Teks Dokumen:

Berdasarkan rantai keberadaan mahluk
tersebut, pikirkanlah: apakah manusia adalah organisme puncak? Organisme puncak
adalah organisme yang ada bukan untuk mengadakan yang lain. Secara lebih tepat,
organisme puncak adalah organisme yang sudah tidak memungkinkan organisme lain
untuk ada. Maksudnya begini, kalau kita lihat rumput, keberadaannya nampak
bermanfaat untuk keberadaan organisme lain yang lebih tinggi, misalnya kuda.
Saya sangat berhati-hati untuk
menjelaskan tapi bila orang mengerti maka ia mungkin akan menyimpulkan bahwa
rumput akan berevolusi menjadi kuda. Ah, kalau sudah menyebut kata itu, banyak
kalangan akan sinis. Silahkan saja. Saya tidak mau memusuhi kaum agama.

Tugas Latihan:
1. Jawab pertanyaan berikut berdasarkan teks tentang organisme puncak.
(a) Secara lebih tepat, organisme puncak didefinisikan sebagai organisme yang bagaimana?
(b) Hewan apa yang disebut sebagai contoh organisme lebih tinggi yang terbantu oleh keberadaan rumput?
(c) Kalangan mana yang tidak mau dimusuhi oleh penulis?
2. Tuliskan kembali dengan persis bagian teks tentang organisme puncak yang diawali dengan kata-kata yang memuat "Saya sangat berhati-hati" dan diakhiri dengan "memusuhi kaum agama.".

Sejumlah catatan:
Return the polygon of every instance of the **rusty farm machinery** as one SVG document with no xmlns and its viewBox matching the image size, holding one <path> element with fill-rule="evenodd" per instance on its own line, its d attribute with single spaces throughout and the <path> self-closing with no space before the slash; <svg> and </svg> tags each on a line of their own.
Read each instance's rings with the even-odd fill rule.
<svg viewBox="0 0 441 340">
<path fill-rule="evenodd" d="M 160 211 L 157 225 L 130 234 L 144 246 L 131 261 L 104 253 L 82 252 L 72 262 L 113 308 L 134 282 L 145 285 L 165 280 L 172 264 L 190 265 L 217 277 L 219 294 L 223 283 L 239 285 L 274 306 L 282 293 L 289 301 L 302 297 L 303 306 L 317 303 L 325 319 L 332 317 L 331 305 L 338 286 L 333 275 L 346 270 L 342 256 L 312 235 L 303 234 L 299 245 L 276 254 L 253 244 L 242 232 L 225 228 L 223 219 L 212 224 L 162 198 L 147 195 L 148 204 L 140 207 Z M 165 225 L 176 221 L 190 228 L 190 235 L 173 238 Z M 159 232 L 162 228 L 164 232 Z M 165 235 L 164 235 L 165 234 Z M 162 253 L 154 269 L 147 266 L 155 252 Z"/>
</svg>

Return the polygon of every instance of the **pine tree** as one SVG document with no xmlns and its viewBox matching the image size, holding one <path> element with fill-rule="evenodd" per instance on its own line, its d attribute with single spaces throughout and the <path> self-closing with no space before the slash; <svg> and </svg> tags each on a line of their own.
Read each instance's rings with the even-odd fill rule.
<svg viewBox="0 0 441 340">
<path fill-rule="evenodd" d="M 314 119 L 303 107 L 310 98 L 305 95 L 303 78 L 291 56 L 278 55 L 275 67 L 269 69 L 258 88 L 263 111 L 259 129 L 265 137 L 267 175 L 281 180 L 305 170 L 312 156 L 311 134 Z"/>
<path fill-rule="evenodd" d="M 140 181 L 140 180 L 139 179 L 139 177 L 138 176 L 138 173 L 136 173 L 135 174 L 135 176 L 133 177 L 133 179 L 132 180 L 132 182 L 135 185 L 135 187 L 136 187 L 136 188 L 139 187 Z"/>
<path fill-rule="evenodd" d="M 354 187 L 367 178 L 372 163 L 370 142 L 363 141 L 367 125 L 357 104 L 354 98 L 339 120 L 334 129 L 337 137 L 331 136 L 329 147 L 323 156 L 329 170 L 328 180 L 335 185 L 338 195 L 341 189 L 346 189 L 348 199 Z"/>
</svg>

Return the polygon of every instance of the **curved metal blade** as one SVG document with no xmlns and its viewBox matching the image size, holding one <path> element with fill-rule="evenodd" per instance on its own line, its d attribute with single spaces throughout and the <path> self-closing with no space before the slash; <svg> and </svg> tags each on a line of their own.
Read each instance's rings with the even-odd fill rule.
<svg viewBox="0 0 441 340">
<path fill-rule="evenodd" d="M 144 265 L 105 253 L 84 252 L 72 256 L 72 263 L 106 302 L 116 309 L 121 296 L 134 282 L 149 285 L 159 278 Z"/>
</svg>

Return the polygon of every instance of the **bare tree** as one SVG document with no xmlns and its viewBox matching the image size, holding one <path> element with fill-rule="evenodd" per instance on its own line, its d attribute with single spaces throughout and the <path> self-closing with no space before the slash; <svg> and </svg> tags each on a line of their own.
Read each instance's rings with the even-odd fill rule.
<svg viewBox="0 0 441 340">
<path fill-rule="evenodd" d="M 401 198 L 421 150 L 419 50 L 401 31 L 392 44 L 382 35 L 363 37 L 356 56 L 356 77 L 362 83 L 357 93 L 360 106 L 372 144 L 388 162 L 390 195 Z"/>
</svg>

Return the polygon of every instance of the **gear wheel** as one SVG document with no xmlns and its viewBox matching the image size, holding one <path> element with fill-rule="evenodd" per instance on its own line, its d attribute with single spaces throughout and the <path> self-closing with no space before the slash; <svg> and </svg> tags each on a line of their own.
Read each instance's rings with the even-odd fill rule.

Jawaban:
1.
(a) Organisme yang sudah tidak memungkinkan organisme lain untuk ada.
(b) Kuda.
(c) Kaum agama.

2.
Saya sangat berhati-hati untuk
menjelaskan tapi bila orang mengerti maka ia mungkin akan menyimpulkan bahwa
rumput akan berevolusi menjadi kuda. Ah, kalau sudah menyebut kata itu, banyak
kalangan akan sinis. Silahkan saja. Saya tidak mau memusuhi kaum agama.